• _ARTICLE_:

# Which is better?



## BarbaricSoul (May 3, 2012)

Got a chance to get either a GTX465 or a GTX560. It's primary purpose/use will be folding as it'll be in a dedicated crunching/folding system I'm building. Which one will yield the best results?


----------



## Techtu (May 3, 2012)

I'd say a GTX560, but in all honesty I don't fold so you'll be best waiting for a fellow folder to answer your question, possibly one who has both of the cards or at least have had.


----------



## BUCK NASTY (May 3, 2012)

If the GTX465 has a black PCB, it might bios unlock to a GTX470. It will run hot as it is GF100, but will produce more PPD(as much as 17-18K PPD). The GTX560 might be better choice, as long as it is not a cut-down SE model. The 560 is GF114 and will run cooler and be more energy efficient. The O/C'd GTX560 should net 11-15K PPD depending on the work unit.


----------



## BarbaricSoul (May 3, 2012)

BUCK NASTY said:


> If the GTX465 has a black PCB, it might bios unlock to a GTX470. It will run hot as it is GF100, but will produce more PPD(as much as 17-18K PPD). The GTX560 might be better choice, as long as it is not a cut-down SE model. The 560 is GF114 and will run cooler and be more energy efficient. The O/C'd GTX560 should net 11-15K PPD depending on the work unit.



It's not a unlockable GTX465(it has a blue PCB)


----------



## Athlon2K15 (May 3, 2012)

I would get the 560 but only if its a Ti,otherwise 465


----------



## thebluebumblebee (May 3, 2012)

BarbaricSoul said:


> Got a chance to get either a GTX465 or a GTX560. It's primary purpose/use will be folding as it'll be in a dedicated crunching/folding system I'm building. Which one will yield the best results?



Did you see this post? http://www.techpowerup.com/forums/showpost.php?p=2614893&postcount=203


----------



## phanbuey (May 3, 2012)

i would go with the 5 series just because the power is a killer...


----------



## MilkyWay (May 3, 2012)

I would also say the 560 only if 560ti, much less power consumption and heat. I dont know about folding but overclocked a 560ti beats out a stock gtx570 in performance.


----------

• _EXERCISE A_: Rewrite the rows as a numbered list, starting at the line that contains "For the evaluation set, indicate each instance of the submerged" and ending at the line that contains "Target: dark rock", with both of those lines included and blank lines omitted.

• _RECORDS TO USE_:
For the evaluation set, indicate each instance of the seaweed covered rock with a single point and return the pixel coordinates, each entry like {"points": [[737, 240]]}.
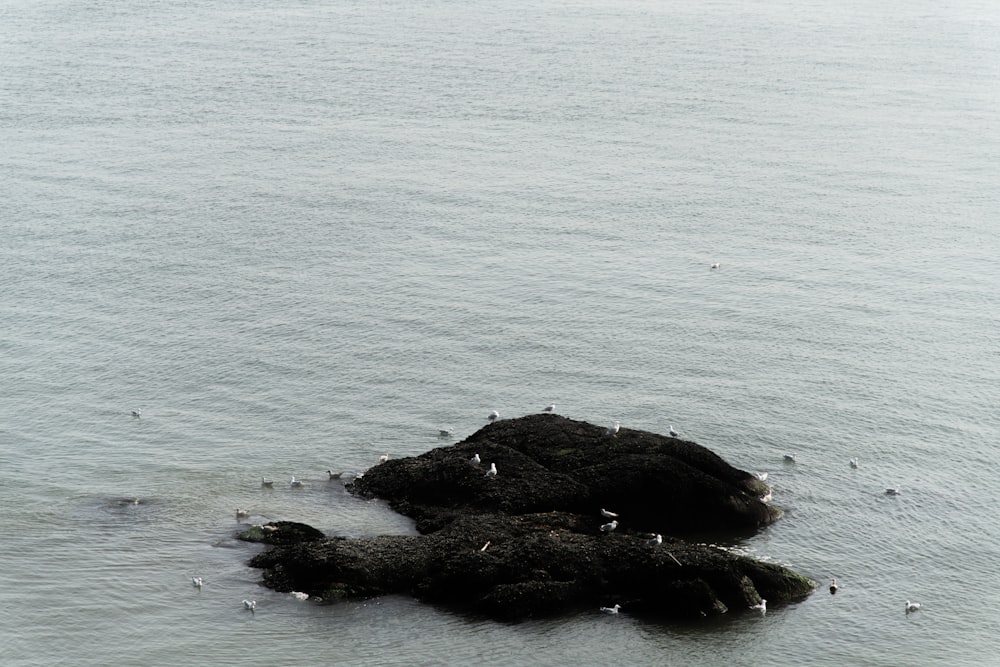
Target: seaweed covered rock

---

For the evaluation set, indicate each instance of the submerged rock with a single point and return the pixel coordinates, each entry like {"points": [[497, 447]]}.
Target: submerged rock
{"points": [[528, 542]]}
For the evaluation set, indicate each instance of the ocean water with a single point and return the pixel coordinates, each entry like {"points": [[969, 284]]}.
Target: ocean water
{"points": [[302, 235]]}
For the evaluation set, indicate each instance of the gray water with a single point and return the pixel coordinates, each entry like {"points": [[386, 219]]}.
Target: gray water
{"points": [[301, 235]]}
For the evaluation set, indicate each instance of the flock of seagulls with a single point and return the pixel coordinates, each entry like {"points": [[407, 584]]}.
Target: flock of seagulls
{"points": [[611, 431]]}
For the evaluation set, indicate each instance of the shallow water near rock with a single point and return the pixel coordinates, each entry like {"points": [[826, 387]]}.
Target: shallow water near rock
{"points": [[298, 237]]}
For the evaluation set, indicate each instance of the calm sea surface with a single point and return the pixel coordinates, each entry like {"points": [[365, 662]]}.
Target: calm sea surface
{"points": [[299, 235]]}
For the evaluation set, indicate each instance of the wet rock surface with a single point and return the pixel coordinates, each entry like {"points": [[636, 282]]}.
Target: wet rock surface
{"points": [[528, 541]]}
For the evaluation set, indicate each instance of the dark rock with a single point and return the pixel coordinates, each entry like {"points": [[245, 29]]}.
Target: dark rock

--

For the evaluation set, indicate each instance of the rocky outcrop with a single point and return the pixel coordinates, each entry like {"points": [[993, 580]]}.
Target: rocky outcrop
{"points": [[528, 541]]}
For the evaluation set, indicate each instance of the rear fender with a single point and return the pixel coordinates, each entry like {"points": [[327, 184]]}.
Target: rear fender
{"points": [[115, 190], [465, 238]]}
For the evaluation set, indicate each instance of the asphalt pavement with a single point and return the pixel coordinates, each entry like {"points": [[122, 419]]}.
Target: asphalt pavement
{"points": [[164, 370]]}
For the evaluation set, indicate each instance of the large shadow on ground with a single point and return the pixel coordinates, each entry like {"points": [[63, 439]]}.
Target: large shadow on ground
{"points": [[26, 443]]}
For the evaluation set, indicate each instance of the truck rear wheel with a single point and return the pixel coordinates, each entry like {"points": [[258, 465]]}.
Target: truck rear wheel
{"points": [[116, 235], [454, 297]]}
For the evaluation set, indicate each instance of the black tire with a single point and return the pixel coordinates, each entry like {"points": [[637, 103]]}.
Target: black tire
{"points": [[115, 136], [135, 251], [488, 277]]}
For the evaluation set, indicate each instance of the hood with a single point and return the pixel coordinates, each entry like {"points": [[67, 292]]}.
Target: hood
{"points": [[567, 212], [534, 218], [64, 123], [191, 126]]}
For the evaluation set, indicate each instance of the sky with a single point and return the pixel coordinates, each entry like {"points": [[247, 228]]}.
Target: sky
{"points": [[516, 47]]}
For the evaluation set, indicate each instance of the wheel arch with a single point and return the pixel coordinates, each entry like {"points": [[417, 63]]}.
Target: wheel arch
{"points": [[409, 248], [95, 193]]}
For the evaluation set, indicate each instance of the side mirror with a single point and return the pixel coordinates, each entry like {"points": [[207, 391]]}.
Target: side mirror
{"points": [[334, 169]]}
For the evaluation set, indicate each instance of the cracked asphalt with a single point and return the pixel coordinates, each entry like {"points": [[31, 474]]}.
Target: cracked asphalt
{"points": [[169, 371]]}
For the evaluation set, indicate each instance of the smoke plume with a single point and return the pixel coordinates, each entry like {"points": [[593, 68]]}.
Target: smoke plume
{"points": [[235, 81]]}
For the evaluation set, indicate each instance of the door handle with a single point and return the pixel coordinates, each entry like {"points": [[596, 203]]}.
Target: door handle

• _EXERCISE B_: Reproduce the entire forum thread comparing the GTX465 and GTX560 word for word.

• _TASK RESPONSE A_:
1. For the evaluation set, indicate each instance of the submerged rock with a single point and return the pixel coordinates, each entry like {"points": [[497, 447]]}.
2. Target: submerged rock
3. {"points": [[528, 542]]}
4. For the evaluation set, indicate each instance of the ocean water with a single point and return the pixel coordinates, each entry like {"points": [[969, 284]]}.
5. Target: ocean water
6. {"points": [[302, 235]]}
7. For the evaluation set, indicate each instance of the gray water with a single point and return the pixel coordinates, each entry like {"points": [[386, 219]]}.
8. Target: gray water
9. {"points": [[301, 235]]}
10. For the evaluation set, indicate each instance of the flock of seagulls with a single point and return the pixel coordinates, each entry like {"points": [[407, 584]]}.
11. Target: flock of seagulls
12. {"points": [[611, 431]]}
13. For the evaluation set, indicate each instance of the shallow water near rock with a single point and return the pixel coordinates, each entry like {"points": [[826, 387]]}.
14. Target: shallow water near rock
15. {"points": [[298, 237]]}
16. For the evaluation set, indicate each instance of the calm sea surface with a single point and return the pixel coordinates, each entry like {"points": [[365, 662]]}.
17. Target: calm sea surface
18. {"points": [[299, 235]]}
19. For the evaluation set, indicate each instance of the wet rock surface with a single point and return the pixel coordinates, each entry like {"points": [[636, 282]]}.
20. Target: wet rock surface
21. {"points": [[528, 541]]}
22. For the evaluation set, indicate each instance of the dark rock with a single point and return the pixel coordinates, each entry like {"points": [[245, 29]]}.
23. Target: dark rock

• _TASK RESPONSE B_:
# Which is better?



## BarbaricSoul (May 3, 2012)

Got a chance to get either a GTX465 or a GTX560. It's primary purpose/use will be folding as it'll be in a dedicated crunching/folding system I'm building. Which one will yield the best results?


----------



## Techtu (May 3, 2012)

I'd say a GTX560, but in all honesty I don't fold so you'll be best waiting for a fellow folder to answer your question, possibly one who has both of the cards or at least have had.


----------



## BUCK NASTY (May 3, 2012)

If the GTX465 has a black PCB, it might bios unlock to a GTX470. It will run hot as it is GF100, but will produce more PPD(as much as 17-18K PPD). The GTX560 might be better choice, as long as it is not a cut-down SE model. The 560 is GF114 and will run cooler and be more energy efficient. The O/C'd GTX560 should net 11-15K PPD depending on the work unit.


----------



## BarbaricSoul (May 3, 2012)

BUCK NASTY said:


> If the GTX465 has a black PCB, it might bios unlock to a GTX470. It will run hot as it is GF100, but will produce more PPD(as much as 17-18K PPD). The GTX560 might be better choice, as long as it is not a cut-down SE model. The 560 is GF114 and will run cooler and be more energy efficient. The O/C'd GTX560 should net 11-15K PPD depending on the work unit.



It's not a unlockable GTX465(it has a blue PCB)


----------



## Athlon2K15 (May 3, 2012)

I would get the 560 but only if its a Ti,otherwise 465


----------



## thebluebumblebee (May 3, 2012)

BarbaricSoul said:


> Got a chance to get either a GTX465 or a GTX560. It's primary purpose/use will be folding as it'll be in a dedicated crunching/folding system I'm building. Which one will yield the best results?



Did you see this post? http://www.techpowerup.com/forums/showpost.php?p=2614893&postcount=203


----------



## phanbuey (May 3, 2012)

i would go with the 5 series just because the power is a killer...


----------



## MilkyWay (May 3, 2012)

I would also say the 560 only if 560ti, much less power consumption and heat. I dont know about folding but overclocked a 560ti beats out a stock gtx570 in performance.


----------